> **The task**: Which of the lines below include "negative"? Each one should be copied out.
--- Data records Enclosed Below ---
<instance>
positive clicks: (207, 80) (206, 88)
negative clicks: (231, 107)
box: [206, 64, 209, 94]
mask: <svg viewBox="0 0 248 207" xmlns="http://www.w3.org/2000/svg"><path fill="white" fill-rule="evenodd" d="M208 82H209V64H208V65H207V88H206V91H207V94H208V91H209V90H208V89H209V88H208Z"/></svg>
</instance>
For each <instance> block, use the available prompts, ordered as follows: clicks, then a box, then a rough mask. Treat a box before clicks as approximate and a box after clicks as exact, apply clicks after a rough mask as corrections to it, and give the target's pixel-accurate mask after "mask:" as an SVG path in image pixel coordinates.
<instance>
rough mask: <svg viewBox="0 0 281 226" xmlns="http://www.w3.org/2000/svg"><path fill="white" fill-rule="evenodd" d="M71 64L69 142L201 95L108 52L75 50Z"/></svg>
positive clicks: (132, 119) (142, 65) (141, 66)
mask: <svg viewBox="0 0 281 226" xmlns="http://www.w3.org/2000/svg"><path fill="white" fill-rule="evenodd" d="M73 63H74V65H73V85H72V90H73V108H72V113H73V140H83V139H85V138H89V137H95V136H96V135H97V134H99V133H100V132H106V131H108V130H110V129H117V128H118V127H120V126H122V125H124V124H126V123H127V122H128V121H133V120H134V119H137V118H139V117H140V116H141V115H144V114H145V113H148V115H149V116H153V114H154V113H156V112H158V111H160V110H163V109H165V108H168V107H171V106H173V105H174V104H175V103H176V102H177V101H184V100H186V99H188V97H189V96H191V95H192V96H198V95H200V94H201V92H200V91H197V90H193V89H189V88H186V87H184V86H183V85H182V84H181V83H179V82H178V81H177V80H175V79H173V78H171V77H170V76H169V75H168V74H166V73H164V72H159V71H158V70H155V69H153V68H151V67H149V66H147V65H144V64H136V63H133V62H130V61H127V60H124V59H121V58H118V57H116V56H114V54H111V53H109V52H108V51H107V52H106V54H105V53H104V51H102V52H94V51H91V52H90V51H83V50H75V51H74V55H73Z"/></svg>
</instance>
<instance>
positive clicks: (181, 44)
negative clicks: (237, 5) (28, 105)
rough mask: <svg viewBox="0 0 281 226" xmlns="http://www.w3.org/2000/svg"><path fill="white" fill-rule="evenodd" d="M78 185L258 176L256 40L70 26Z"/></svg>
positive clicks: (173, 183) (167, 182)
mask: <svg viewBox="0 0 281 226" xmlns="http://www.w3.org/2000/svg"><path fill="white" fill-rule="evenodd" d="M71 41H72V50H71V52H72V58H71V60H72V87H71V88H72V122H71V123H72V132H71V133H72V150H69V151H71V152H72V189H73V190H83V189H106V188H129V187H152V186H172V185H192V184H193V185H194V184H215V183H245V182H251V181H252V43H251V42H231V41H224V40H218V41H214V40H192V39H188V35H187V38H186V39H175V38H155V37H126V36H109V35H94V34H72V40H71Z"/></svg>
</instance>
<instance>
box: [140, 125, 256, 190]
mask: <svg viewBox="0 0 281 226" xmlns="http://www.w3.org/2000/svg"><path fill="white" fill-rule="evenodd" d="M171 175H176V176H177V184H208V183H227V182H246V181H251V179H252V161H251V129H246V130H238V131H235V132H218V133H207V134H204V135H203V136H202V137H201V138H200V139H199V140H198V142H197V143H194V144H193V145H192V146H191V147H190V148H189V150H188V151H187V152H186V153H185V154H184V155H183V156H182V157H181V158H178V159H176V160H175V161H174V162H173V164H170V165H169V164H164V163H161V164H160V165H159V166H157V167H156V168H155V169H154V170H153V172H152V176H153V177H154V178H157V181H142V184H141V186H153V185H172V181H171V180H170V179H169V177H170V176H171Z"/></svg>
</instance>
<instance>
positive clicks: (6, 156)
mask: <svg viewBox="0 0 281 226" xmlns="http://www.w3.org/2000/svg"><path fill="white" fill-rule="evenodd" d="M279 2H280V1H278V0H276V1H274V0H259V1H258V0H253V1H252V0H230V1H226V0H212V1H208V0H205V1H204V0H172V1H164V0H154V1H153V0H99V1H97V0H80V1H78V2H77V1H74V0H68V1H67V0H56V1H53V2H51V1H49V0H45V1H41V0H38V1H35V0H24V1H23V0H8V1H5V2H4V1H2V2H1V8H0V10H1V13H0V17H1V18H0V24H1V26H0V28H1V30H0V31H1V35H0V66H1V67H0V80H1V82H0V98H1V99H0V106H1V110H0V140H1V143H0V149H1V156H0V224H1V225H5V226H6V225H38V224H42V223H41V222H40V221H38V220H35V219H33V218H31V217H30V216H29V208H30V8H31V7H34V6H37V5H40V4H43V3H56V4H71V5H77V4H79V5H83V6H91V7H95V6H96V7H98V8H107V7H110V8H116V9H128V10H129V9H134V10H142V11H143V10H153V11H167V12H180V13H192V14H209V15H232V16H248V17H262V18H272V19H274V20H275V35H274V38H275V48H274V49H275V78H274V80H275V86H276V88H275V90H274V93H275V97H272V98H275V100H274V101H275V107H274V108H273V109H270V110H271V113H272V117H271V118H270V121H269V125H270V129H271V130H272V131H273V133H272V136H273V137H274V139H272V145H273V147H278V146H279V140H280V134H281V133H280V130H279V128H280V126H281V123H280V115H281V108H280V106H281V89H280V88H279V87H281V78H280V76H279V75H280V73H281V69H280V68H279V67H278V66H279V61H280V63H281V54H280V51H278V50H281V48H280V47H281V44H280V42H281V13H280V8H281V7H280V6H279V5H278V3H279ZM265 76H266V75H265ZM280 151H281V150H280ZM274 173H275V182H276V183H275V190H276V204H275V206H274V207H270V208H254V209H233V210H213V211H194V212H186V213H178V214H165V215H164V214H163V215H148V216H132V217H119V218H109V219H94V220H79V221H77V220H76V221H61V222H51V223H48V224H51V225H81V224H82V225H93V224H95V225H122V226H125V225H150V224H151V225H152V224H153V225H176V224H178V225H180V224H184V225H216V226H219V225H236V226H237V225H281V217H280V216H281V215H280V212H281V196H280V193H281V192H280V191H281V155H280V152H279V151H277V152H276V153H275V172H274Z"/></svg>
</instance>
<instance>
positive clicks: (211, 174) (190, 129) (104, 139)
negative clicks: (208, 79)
--- End of Enclosed Data records ---
> **Answer to this task**:
negative clicks: (231, 107)
negative clicks: (237, 5) (28, 105)
negative clicks: (208, 79)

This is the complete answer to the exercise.